**Exercise description**
Only the lines from the one with "Query: orange t-shirt" to the end of the data below should be returned, each exactly as it stands.
#### Records to process
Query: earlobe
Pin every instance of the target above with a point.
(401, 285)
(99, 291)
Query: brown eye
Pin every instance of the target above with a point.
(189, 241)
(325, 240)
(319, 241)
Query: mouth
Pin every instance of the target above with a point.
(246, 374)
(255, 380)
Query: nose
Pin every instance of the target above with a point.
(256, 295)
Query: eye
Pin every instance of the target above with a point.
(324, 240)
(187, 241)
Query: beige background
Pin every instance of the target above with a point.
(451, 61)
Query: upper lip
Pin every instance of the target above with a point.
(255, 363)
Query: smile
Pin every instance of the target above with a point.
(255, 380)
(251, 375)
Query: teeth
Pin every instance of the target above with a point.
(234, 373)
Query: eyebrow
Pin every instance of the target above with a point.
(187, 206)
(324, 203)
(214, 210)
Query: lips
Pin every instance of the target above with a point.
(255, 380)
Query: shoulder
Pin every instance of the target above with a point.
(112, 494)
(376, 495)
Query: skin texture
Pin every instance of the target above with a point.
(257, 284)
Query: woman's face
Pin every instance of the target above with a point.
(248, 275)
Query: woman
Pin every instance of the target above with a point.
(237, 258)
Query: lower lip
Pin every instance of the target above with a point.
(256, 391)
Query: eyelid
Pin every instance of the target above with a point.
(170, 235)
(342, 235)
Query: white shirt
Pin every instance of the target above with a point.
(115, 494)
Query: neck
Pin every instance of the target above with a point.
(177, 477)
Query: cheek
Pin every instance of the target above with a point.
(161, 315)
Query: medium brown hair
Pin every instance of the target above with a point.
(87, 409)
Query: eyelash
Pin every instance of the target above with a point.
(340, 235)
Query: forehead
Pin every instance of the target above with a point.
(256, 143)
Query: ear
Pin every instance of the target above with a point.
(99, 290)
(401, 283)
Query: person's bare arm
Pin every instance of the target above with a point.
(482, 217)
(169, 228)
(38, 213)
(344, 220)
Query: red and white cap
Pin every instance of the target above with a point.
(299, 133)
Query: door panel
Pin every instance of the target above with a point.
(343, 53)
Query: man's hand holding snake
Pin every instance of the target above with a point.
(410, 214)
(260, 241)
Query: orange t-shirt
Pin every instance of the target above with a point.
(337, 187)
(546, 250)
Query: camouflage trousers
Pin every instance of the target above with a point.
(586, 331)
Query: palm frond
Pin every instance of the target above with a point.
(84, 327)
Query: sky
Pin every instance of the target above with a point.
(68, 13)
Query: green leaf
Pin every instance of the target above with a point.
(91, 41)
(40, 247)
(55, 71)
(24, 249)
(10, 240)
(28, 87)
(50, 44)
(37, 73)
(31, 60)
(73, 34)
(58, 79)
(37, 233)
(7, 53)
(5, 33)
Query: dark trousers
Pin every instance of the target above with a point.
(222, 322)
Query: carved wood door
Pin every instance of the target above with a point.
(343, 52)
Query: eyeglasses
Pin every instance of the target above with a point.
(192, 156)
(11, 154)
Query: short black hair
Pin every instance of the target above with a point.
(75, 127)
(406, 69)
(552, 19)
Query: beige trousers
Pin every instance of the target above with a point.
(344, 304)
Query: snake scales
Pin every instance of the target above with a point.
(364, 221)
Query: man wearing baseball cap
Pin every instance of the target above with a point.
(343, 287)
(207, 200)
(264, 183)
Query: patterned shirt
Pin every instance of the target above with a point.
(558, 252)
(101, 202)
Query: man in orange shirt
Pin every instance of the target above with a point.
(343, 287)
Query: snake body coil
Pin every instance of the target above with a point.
########
**Result of this exercise**
Query: orange t-shirt
Pin every instance of the target above with a point.
(337, 187)
(546, 250)
Query: camouflage trousers
Pin every instance of the target above with a point.
(586, 331)
Query: palm frond
Pin every instance of the target above with a point.
(84, 327)
Query: sky
Pin every instance of the target above with a point.
(68, 13)
Query: green leaf
Pin every instance of the target above with a point.
(91, 41)
(40, 247)
(55, 71)
(24, 249)
(10, 240)
(28, 87)
(50, 44)
(37, 73)
(31, 60)
(73, 34)
(58, 79)
(37, 233)
(7, 53)
(5, 33)
Query: dark trousers
Pin every instance of the target above with a point.
(222, 322)
Query: carved wood door
Pin every instance of the target above with a point.
(343, 52)
Query: eyeglasses
Pin every instance of the target above with a point.
(192, 156)
(11, 154)
Query: short black hair
Pin every instance of the target above with a point.
(75, 127)
(406, 69)
(552, 19)
Query: beige trousers
Pin every instance of the target above with a point.
(344, 304)
Query: snake scales
Pin every instance of the target above with a point.
(364, 221)
Query: man wearing baseball cap
Pin every instance of the target above with a point.
(343, 287)
(207, 200)
(264, 183)
Query: patterned shirt
Pin every instance of the target above with a point.
(558, 252)
(101, 202)
Query: man in orange shirt
Pin every instance of the target above with a point.
(343, 287)
Query: snake body coil
Pin every instance of the target above with a point.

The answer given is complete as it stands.